_Problem description_:
Among the entries below, how many lines include "sample"? Give the number alone.

_Record set_:
BEGIN

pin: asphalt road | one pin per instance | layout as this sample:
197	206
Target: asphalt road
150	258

END
BEGIN

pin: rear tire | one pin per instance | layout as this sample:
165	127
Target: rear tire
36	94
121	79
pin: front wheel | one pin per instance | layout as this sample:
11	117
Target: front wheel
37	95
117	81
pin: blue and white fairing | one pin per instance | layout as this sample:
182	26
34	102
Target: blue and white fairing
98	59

END

_Exercise answer_:
4